Task to carry out = Find each line in the rows below that contains the word "correct" and copy it out. Case counts, so match the capitalization.

Records for processing =
- Opening Delimiter -

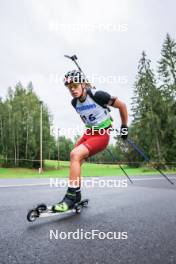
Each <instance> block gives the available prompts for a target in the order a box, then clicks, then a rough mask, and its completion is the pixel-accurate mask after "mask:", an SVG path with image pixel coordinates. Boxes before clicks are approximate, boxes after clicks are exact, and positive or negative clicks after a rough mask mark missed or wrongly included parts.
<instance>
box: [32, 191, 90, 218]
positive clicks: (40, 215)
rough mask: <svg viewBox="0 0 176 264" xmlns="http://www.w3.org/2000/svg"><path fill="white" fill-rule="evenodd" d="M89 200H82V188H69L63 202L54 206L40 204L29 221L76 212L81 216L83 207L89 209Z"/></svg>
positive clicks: (33, 211) (64, 197) (63, 199)
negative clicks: (81, 211) (81, 192)
mask: <svg viewBox="0 0 176 264" xmlns="http://www.w3.org/2000/svg"><path fill="white" fill-rule="evenodd" d="M87 205H88V199H84V200H81V191H80V188H68V190H67V193H66V195H65V196H64V198H63V200H62V201H61V202H59V203H57V204H55V205H53V206H47V205H46V204H39V205H38V206H37V207H36V208H34V209H32V210H30V211H29V212H28V214H27V220H28V221H29V222H34V221H35V220H36V219H37V218H39V217H49V216H56V215H61V214H65V213H68V212H75V213H76V214H79V213H80V212H81V210H82V208H83V207H87Z"/></svg>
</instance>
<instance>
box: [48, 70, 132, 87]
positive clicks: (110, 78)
mask: <svg viewBox="0 0 176 264" xmlns="http://www.w3.org/2000/svg"><path fill="white" fill-rule="evenodd" d="M86 80H87V81H85V80H84V81H85V82H87V83H98V84H120V85H125V84H127V83H128V76H127V75H106V76H104V75H98V74H96V73H94V74H91V75H88V76H86ZM49 82H50V83H51V84H57V85H58V84H62V85H63V76H60V75H59V74H58V73H50V74H49ZM75 83H78V80H77V79H76V78H75Z"/></svg>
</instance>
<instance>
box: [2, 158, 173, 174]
mask: <svg viewBox="0 0 176 264" xmlns="http://www.w3.org/2000/svg"><path fill="white" fill-rule="evenodd" d="M57 165H58V162H57V161H52V160H46V161H45V170H44V172H43V173H42V174H39V172H38V170H34V169H27V168H0V178H48V177H60V178H62V177H67V176H68V175H69V165H70V162H69V161H60V163H59V169H58V168H57ZM123 167H124V169H125V171H126V172H127V173H128V174H129V176H130V175H131V176H132V175H133V176H140V175H147V174H152V175H155V174H158V172H157V171H156V170H154V169H151V168H147V167H145V168H144V167H142V168H129V167H127V166H126V165H124V166H123ZM165 173H176V171H175V170H167V171H165ZM121 175H123V172H122V170H121V169H120V168H119V166H118V165H107V164H106V165H105V164H90V163H84V164H83V165H82V176H93V177H94V176H121Z"/></svg>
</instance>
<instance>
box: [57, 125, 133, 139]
mask: <svg viewBox="0 0 176 264" xmlns="http://www.w3.org/2000/svg"><path fill="white" fill-rule="evenodd" d="M97 131H98V133H99V134H100V135H102V136H103V135H105V134H108V135H109V136H110V135H111V136H120V135H127V134H128V129H127V128H122V129H121V128H119V129H118V128H113V127H110V128H108V129H106V128H100V129H99V128H97V127H96V126H92V127H91V129H89V128H87V129H86V130H85V126H84V125H77V126H75V127H69V128H61V129H60V130H59V133H60V135H64V136H67V137H73V136H75V135H78V134H82V133H84V134H85V135H87V136H90V135H96V134H97Z"/></svg>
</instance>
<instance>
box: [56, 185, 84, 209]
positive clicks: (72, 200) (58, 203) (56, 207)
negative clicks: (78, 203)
mask: <svg viewBox="0 0 176 264" xmlns="http://www.w3.org/2000/svg"><path fill="white" fill-rule="evenodd" d="M80 201H81V190H80V187H78V188H70V187H69V188H68V190H67V193H66V195H65V196H64V198H63V200H62V201H61V202H59V203H57V204H55V205H53V207H52V210H53V211H54V212H66V211H68V210H70V209H72V208H73V207H74V205H75V204H76V203H78V202H80Z"/></svg>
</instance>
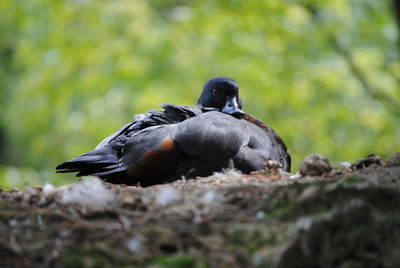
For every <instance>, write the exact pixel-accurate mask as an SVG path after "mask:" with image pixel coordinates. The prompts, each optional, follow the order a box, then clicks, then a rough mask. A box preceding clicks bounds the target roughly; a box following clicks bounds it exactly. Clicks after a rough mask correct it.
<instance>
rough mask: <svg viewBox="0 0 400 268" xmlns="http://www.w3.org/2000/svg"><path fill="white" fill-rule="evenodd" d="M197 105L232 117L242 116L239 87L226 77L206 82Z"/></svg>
mask: <svg viewBox="0 0 400 268" xmlns="http://www.w3.org/2000/svg"><path fill="white" fill-rule="evenodd" d="M197 104H198V105H199V106H201V107H204V108H210V110H219V111H221V112H223V113H226V114H231V115H234V116H240V115H243V114H244V112H243V111H242V110H241V109H242V100H241V99H240V97H239V86H238V84H237V83H236V81H235V80H233V79H231V78H228V77H216V78H213V79H210V80H208V81H207V83H206V84H205V85H204V87H203V92H202V93H201V96H200V98H199V100H198V101H197Z"/></svg>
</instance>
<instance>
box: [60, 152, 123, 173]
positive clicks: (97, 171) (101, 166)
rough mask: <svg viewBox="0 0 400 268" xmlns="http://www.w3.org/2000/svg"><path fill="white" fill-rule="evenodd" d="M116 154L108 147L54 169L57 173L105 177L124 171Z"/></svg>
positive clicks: (88, 152)
mask: <svg viewBox="0 0 400 268" xmlns="http://www.w3.org/2000/svg"><path fill="white" fill-rule="evenodd" d="M125 169H126V168H125V167H124V166H123V165H122V164H121V163H120V161H119V159H118V156H117V153H116V152H115V151H114V150H113V149H112V148H109V147H102V148H99V149H96V150H93V151H90V152H87V153H85V154H83V155H81V156H78V157H76V158H73V159H71V160H69V161H67V162H64V163H62V164H60V165H58V166H57V167H56V170H57V172H58V173H68V172H78V173H77V174H76V176H77V177H80V176H88V175H91V176H99V177H102V176H106V175H110V174H114V173H117V172H121V171H124V170H125Z"/></svg>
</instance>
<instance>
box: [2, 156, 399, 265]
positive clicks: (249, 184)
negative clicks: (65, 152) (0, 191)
mask: <svg viewBox="0 0 400 268" xmlns="http://www.w3.org/2000/svg"><path fill="white" fill-rule="evenodd" d="M269 167H270V168H269V169H266V170H262V171H259V172H255V173H253V174H248V175H243V174H240V173H238V172H236V171H232V170H228V171H225V172H223V173H218V174H215V175H213V176H210V177H207V178H197V179H193V180H184V179H182V180H178V181H175V182H173V183H169V184H164V185H156V186H152V187H147V188H142V187H139V186H138V187H132V186H123V185H112V184H106V183H103V182H100V180H98V179H95V178H88V179H84V180H81V181H78V182H76V183H73V184H70V185H66V186H63V187H59V188H54V187H52V186H51V185H46V186H44V187H42V188H30V187H28V188H25V189H23V190H17V189H14V190H11V191H2V192H0V267H149V268H150V267H152V268H155V267H230V268H234V267H273V268H291V267H307V268H312V267H328V268H330V267H332V268H334V267H335V268H336V267H339V268H350V267H351V268H352V267H356V268H357V267H360V268H361V267H393V268H394V267H400V228H399V226H400V154H395V155H394V156H393V157H392V158H391V159H388V160H382V159H381V158H380V157H379V156H376V155H373V156H368V157H367V158H365V159H361V160H358V161H357V162H355V163H354V164H346V163H344V164H342V165H341V166H339V167H331V166H330V163H329V160H328V159H326V158H321V157H318V155H312V156H310V157H308V158H306V159H305V160H304V161H303V163H302V165H301V173H297V174H289V173H285V172H283V171H282V170H280V169H279V165H269Z"/></svg>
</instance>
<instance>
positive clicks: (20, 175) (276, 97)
mask: <svg viewBox="0 0 400 268" xmlns="http://www.w3.org/2000/svg"><path fill="white" fill-rule="evenodd" d="M391 4H392V3H391V1H389V0H382V1H376V0H363V1H360V0H330V1H324V0H304V1H289V0H288V1H280V0H268V1H239V0H220V1H179V0H175V1H161V0H155V1H145V0H135V1H128V0H114V1H106V0H100V1H94V0H92V1H90V0H64V1H62V0H58V1H56V0H35V1H30V0H2V1H0V38H1V39H0V40H1V42H0V61H1V62H0V67H1V69H0V87H1V88H0V150H1V160H0V163H1V164H0V184H1V185H8V186H10V187H12V186H21V185H40V184H43V183H44V182H46V181H49V182H52V183H55V184H62V183H66V182H71V181H73V180H74V179H73V176H72V175H55V174H54V167H55V165H56V164H58V163H60V162H62V161H65V160H67V159H69V158H72V157H75V156H77V155H80V154H81V153H84V152H86V151H88V150H91V149H93V148H94V147H95V145H96V144H97V143H98V142H100V141H101V139H102V138H104V137H106V136H107V135H109V134H110V133H112V132H113V131H114V130H116V129H117V128H119V127H120V126H121V125H123V124H125V123H126V122H128V121H130V120H131V119H132V116H133V114H135V113H142V112H145V111H146V110H148V109H150V108H157V107H158V106H159V104H161V103H164V102H170V103H176V104H187V105H191V104H193V103H195V102H196V100H197V97H198V95H199V93H200V91H201V87H202V85H203V83H204V82H205V81H206V80H207V79H209V78H211V77H214V76H221V75H224V76H229V77H232V78H234V79H236V80H237V81H238V82H239V85H240V86H241V95H242V98H243V99H244V105H245V106H244V110H245V111H247V112H250V113H253V114H255V115H257V116H258V117H260V118H261V119H262V120H264V121H266V122H268V123H269V124H270V125H271V126H272V127H273V128H274V129H275V130H277V131H278V133H279V134H280V135H281V136H282V137H283V139H284V140H285V141H286V143H287V145H288V147H289V148H290V150H291V153H292V158H293V160H294V165H293V168H292V171H296V170H297V167H298V164H299V161H300V160H301V159H302V158H303V157H304V156H305V155H307V154H310V153H312V152H318V153H321V154H324V155H326V156H328V157H329V158H330V159H331V160H333V161H339V160H340V161H353V160H355V159H356V158H360V157H363V156H365V155H366V154H369V153H378V154H382V155H384V156H389V155H391V154H392V153H394V152H395V151H399V150H400V144H399V138H400V125H399V122H400V121H399V120H400V106H397V105H398V104H399V103H400V101H399V100H400V91H399V79H400V60H399V47H398V45H399V31H398V28H397V25H396V22H395V19H394V15H393V12H392V6H391Z"/></svg>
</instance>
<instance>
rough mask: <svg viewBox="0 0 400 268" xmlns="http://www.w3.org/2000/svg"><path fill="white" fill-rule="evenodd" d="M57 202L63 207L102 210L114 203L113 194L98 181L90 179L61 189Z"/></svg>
mask: <svg viewBox="0 0 400 268" xmlns="http://www.w3.org/2000/svg"><path fill="white" fill-rule="evenodd" d="M59 202H60V203H62V204H64V205H81V206H84V207H103V208H104V207H107V206H110V205H111V204H113V203H114V202H115V194H114V192H112V191H111V190H108V189H107V188H106V187H105V186H104V185H103V183H102V182H101V180H100V179H97V178H95V177H90V178H86V179H83V180H81V181H79V182H77V183H75V184H73V185H72V187H68V188H66V189H63V191H62V192H61V196H60V198H59Z"/></svg>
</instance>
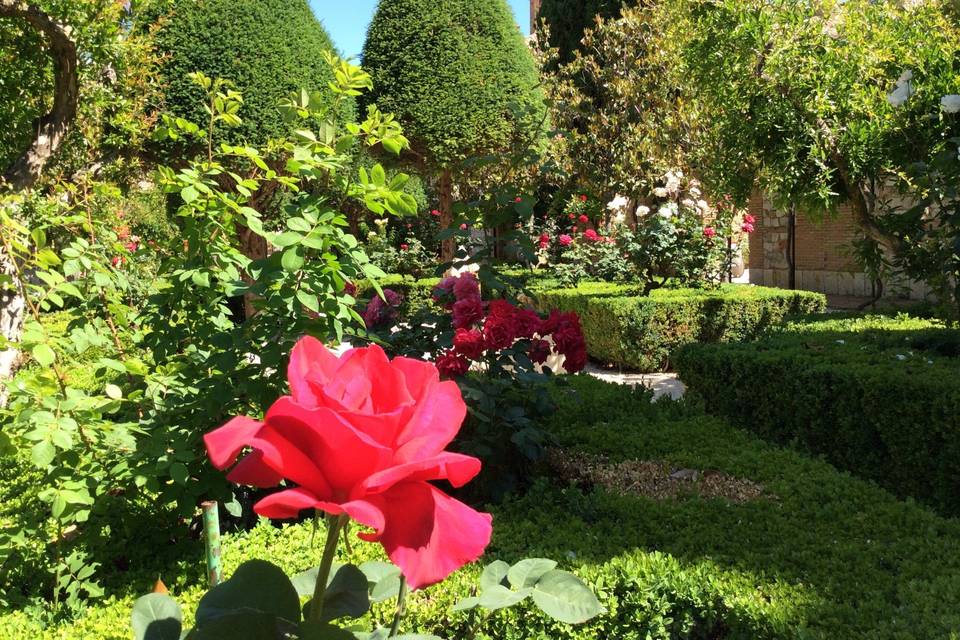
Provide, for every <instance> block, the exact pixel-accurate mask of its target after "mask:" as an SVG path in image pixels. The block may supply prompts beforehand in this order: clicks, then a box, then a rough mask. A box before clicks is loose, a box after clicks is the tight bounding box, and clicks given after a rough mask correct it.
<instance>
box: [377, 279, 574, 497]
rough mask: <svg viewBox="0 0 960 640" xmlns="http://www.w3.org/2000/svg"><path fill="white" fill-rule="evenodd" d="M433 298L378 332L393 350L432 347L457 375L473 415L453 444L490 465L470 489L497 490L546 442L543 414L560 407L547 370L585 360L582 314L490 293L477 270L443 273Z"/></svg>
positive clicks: (428, 352)
mask: <svg viewBox="0 0 960 640" xmlns="http://www.w3.org/2000/svg"><path fill="white" fill-rule="evenodd" d="M481 273H483V271H481ZM434 300H435V302H436V303H437V305H436V307H435V308H433V309H424V310H422V311H420V312H419V313H417V314H415V315H413V316H412V317H409V318H403V319H401V321H400V322H399V323H397V324H394V325H383V326H381V327H378V330H377V331H376V332H375V333H374V334H373V335H374V337H375V338H376V339H378V340H380V341H382V343H383V344H385V345H386V348H387V349H388V350H389V351H391V352H393V353H398V354H405V355H408V356H414V357H422V356H423V355H424V354H431V357H432V358H433V359H434V361H435V362H436V365H437V368H438V369H439V370H440V372H441V374H442V375H443V376H444V377H446V378H448V379H451V380H454V381H456V383H457V384H458V385H459V387H460V389H461V391H462V393H463V395H464V397H465V398H466V400H467V403H468V404H469V406H470V415H469V418H468V420H467V422H466V424H465V428H464V429H463V432H462V434H461V436H460V437H459V438H458V439H457V441H456V442H455V443H454V446H455V447H456V448H457V449H458V450H460V451H463V452H465V453H469V454H472V455H476V456H478V457H480V458H481V459H483V460H484V465H485V473H484V474H483V475H482V476H481V477H480V478H479V481H478V482H477V483H475V484H474V485H472V486H471V487H470V488H469V493H471V494H479V495H483V496H486V497H498V496H500V495H502V494H503V493H504V492H506V491H508V490H510V489H513V488H516V487H517V486H518V485H519V484H522V483H523V482H525V480H526V478H527V477H528V475H529V473H530V471H531V468H532V463H533V462H535V461H536V460H538V459H539V458H540V457H541V455H542V453H543V450H544V446H545V445H546V444H547V436H546V434H545V433H544V432H543V431H542V430H541V429H540V428H539V426H538V422H539V421H540V420H542V419H543V418H544V417H546V416H547V415H549V414H550V413H552V411H553V403H552V402H551V401H550V399H549V397H548V394H547V393H546V389H545V388H544V385H545V383H546V381H547V379H548V376H550V375H552V373H553V371H554V370H555V369H556V370H561V369H562V370H565V371H567V372H569V373H576V372H578V371H580V370H582V369H583V367H584V366H585V365H586V361H587V355H586V343H585V342H584V339H583V332H582V330H581V327H580V321H579V318H578V317H577V315H576V314H572V313H559V312H554V313H552V314H550V316H549V317H546V318H544V317H541V316H540V315H539V314H538V313H537V312H535V311H533V310H532V309H525V308H522V307H518V306H517V305H515V304H513V303H511V302H509V301H508V300H505V299H494V300H489V301H485V300H483V298H482V297H481V289H480V279H479V278H478V277H477V276H476V275H474V274H473V273H464V274H462V275H460V276H457V277H448V278H445V279H444V280H442V281H441V282H440V284H439V285H437V287H436V288H435V289H434Z"/></svg>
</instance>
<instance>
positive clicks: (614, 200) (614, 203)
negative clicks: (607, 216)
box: [607, 193, 630, 211]
mask: <svg viewBox="0 0 960 640" xmlns="http://www.w3.org/2000/svg"><path fill="white" fill-rule="evenodd" d="M629 203H630V202H629V201H628V200H627V199H626V198H624V197H623V196H621V195H620V194H619V193H618V194H617V196H616V197H615V198H614V199H613V200H611V201H610V202H609V203H607V209H609V210H610V211H619V210H621V209H624V208H626V206H627V205H628V204H629Z"/></svg>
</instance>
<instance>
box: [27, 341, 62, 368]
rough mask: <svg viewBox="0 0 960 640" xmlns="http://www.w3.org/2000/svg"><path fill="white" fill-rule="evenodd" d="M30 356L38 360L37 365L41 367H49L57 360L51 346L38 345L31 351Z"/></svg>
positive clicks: (30, 352) (37, 361)
mask: <svg viewBox="0 0 960 640" xmlns="http://www.w3.org/2000/svg"><path fill="white" fill-rule="evenodd" d="M30 354H31V355H33V359H34V360H36V361H37V364H39V365H40V366H41V367H49V366H51V365H52V364H53V363H54V361H55V360H56V359H57V356H56V354H55V353H54V352H53V349H51V348H50V345H47V344H38V345H36V346H35V347H34V348H33V349H31V350H30Z"/></svg>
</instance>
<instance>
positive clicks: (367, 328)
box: [363, 289, 403, 329]
mask: <svg viewBox="0 0 960 640" xmlns="http://www.w3.org/2000/svg"><path fill="white" fill-rule="evenodd" d="M384 298H386V300H384ZM402 304H403V296H402V295H400V294H399V293H397V292H396V291H394V290H392V289H384V290H383V298H381V297H380V296H373V298H372V299H371V300H370V303H369V304H368V305H367V308H366V309H365V310H364V312H363V323H364V324H365V325H366V326H367V329H373V328H374V327H378V326H380V325H382V324H387V323H390V322H393V321H394V320H396V319H397V317H398V316H399V315H400V305H402Z"/></svg>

- Closing Delimiter -

Solution to this exercise =
For every <instance>, write the exact pixel-accurate mask as an SVG path after "mask:" with image pixel coordinates. The prompts, each optional, follow the order a box, then clicks, then a rough mask. A box preceding clicks bounds the target roughly; a box following clicks bounds it exactly. Clicks after a rough mask correct it.
Provide, for every <instance> block, the exact pixel-accurate mask of its target after "mask:" as an SVG path in image pixels. The block may supply prompts beforehand in this order: clicks, then a box, then a rough mask. A box before clicks is loose, a box after clicks is the tight bounding box, and clicks given after a rough mask correct it.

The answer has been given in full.